__Passage to read__
*** Block opens ***

While everyone is making the assumption that the future lies in larger and more complex models, Nicholas Davis, co-director of the Human Technology Institute at the University of Technology Sydney, reminds the market that's not necessarily the case.
Davis compares the current moment in AI to the emergence of digital cameras in the noughties, when how many "megapixels" a camera had was the key advertised feature.
However, when even the most basic camera had sufficient megapixels to take a decent photo, the focus moved to other features.
The analogy he’s alluding to is Open-source AI models - publicly available and generally free to use - that are closing the gap with their global proprietary rivals - at least for basic tasks.
"The big tech companies are pouring in billions of dollars … but the open-source models are not far behind,” said Davis.
Could AI end up being dot.com 2.0?
While data centres are shooting up like mushrooms, Bain and Company’s Hoecker admitted there was a danger in some AI companies being overvalued, which could conceivably lead to a future crash similar to that experienced by the ‘dot-goner’ brigade of the late 90s.
However, she also reminds the market that data centres will still end up being used, even if the U.S. economy dips into recession.
"Even if the economy tips into recession… the data centres are only going to be under-utilised for a year or so," she said.
Bottom line is, given that AI is being so deeply embedded into everyday tasks, the need for enormous new data centres to run the digital economy, opting out of AI isn’t a luxury any company or economy, for that matter, can opt out of.
Technical leadership missing
Meanwhile, here in Australia the Actuaries Institute believes the country’s AI future is at risk and cites a lack of senior technical leadership within local companies.
Within its recent Dialogue Paper, Where Are Australia’s Data Science Leaders, the Institute argues that Australian companies risk falling behind their global competitors in harnessing the benefits of AI unless they urgently bring more tech professionals into senior management roles.
The paper’s author, actuary Victor Bajanov, urges Australian companies to develop career pathways for employees with deep technical skills in AI and data science.
To take full advantage of the AI revolution, Bajanov says companies need people in the C-suite with backgrounds and know-how in coding, building machine learning models, and managing hybrid teams that include people and AI agents – and the battle scars from doing that.

*** Block closes ***

__Available data__
*** Block opens ***

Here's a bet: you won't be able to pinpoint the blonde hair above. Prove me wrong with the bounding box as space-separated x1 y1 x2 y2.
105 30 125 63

*** Block closes ***

__Work to complete__
Please rewrite the section of the AI article that opens with "Could AI end" and ends with "dips into recession.", swapping "crash" for "collapse".

__Response for this exercise__
Could AI end up being dot.com 2.0?
While data centres are shooting up like mushrooms, Bain and Company’s Hoecker admitted there was a danger in some AI companies being overvalued, which could conceivably lead to a future collapse similar to that experienced by the ‘dot-goner’ brigade of the late 90s.
However, she also reminds the market that data centres will still end up being used, even if the U.S. economy dips into recession.